- [DATOS POR PROCESAR]
--- --- ---

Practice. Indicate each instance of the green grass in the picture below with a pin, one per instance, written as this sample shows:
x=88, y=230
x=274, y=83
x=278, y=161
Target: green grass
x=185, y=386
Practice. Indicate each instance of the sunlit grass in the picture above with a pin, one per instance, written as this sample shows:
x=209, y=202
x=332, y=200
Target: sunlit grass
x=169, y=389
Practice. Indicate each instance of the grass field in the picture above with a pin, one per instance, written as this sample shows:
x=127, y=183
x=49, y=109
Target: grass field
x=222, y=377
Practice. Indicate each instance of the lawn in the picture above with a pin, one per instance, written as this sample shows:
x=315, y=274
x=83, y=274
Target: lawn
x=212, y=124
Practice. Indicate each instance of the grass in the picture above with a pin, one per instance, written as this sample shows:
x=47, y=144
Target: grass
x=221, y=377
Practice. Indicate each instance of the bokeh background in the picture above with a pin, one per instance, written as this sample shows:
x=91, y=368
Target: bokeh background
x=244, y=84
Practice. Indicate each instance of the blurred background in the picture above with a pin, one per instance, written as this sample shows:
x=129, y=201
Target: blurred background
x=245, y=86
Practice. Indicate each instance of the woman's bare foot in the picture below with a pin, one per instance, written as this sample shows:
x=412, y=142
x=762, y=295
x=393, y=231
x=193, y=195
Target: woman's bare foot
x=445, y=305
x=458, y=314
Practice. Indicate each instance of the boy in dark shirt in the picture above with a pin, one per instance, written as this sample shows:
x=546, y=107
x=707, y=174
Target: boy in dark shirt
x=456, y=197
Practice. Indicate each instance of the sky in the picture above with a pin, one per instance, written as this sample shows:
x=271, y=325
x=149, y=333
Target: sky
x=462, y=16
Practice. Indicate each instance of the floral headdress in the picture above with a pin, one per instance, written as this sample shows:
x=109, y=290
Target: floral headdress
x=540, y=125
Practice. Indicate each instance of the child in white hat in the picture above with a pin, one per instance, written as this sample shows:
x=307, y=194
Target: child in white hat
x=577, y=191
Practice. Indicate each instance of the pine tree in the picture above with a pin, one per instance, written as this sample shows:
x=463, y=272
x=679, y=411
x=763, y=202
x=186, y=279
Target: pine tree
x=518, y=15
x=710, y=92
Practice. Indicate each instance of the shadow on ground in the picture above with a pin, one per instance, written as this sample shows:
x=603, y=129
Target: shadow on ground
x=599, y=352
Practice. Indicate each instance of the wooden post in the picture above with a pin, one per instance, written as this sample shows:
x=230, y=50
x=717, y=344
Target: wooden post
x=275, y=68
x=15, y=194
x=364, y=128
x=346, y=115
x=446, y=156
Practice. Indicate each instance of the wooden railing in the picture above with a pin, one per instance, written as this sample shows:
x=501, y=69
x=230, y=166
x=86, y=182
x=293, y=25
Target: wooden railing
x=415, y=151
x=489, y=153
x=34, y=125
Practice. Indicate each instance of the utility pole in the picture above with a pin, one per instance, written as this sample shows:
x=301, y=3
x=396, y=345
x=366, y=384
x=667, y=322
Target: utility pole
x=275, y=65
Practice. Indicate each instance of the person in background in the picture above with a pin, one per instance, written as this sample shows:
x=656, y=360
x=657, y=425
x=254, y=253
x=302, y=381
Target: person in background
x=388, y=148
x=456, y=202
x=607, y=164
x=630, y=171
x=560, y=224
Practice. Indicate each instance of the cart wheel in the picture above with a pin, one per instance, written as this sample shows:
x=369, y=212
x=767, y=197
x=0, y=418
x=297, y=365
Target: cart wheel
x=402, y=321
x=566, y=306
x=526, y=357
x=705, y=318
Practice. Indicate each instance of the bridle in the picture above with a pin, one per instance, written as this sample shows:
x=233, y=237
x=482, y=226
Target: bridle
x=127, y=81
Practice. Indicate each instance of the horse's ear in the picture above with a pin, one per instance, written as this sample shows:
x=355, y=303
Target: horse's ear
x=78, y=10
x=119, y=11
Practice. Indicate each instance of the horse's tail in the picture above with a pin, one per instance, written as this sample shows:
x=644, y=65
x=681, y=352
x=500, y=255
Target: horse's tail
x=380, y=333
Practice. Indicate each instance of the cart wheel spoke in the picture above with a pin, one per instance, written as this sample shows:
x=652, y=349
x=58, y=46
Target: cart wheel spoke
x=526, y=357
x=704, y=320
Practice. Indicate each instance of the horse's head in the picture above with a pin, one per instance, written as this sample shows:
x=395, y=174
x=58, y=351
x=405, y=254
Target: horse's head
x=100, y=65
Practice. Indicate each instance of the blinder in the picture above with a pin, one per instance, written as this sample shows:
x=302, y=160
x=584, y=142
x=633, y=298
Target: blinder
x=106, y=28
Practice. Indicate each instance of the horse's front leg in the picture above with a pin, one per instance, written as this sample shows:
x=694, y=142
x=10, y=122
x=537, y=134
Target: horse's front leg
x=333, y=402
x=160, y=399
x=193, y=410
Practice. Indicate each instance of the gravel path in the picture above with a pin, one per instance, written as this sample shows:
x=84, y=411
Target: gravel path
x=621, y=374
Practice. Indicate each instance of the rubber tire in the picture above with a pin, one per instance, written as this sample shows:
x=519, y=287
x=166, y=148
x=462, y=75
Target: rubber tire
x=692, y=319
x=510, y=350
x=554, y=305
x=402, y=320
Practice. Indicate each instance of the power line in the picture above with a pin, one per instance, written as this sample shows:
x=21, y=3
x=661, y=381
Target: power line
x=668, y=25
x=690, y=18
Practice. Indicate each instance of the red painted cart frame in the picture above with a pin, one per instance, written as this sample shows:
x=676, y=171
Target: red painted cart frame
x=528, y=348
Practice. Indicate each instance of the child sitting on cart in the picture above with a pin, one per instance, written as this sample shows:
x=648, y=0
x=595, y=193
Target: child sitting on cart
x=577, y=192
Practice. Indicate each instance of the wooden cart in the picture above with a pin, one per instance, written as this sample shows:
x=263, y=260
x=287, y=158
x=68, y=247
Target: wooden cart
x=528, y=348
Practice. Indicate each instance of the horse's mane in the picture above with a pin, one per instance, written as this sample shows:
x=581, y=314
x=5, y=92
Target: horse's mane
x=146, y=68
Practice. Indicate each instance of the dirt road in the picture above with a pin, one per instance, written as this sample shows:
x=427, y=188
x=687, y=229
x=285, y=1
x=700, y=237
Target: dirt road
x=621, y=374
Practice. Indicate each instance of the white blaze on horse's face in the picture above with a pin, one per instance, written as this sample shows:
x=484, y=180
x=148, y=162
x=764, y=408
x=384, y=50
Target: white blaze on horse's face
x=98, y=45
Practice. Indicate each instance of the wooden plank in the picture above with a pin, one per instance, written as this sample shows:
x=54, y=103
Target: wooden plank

--- --- ---

- [TAREA PEDIDA] Organiza en una lista numerada las líneas de arriba, empezando por la que contiene "Practice. Indicate each instance of the boy" y terminando con la que contiene "x=462, y=16", ambas incluidas. Deja fuera las líneas en blanco.

- [RESPUESTA DEL EJERCICIO]
1. Practice. Indicate each instance of the boy in dark shirt in the picture above with a pin, one per instance, written as this sample shows:
2. x=546, y=107
3. x=707, y=174
4. Target: boy in dark shirt
5. x=456, y=197
6. Practice. Indicate each instance of the sky in the picture above with a pin, one per instance, written as this sample shows:
7. x=271, y=325
8. x=149, y=333
9. Target: sky
10. x=462, y=16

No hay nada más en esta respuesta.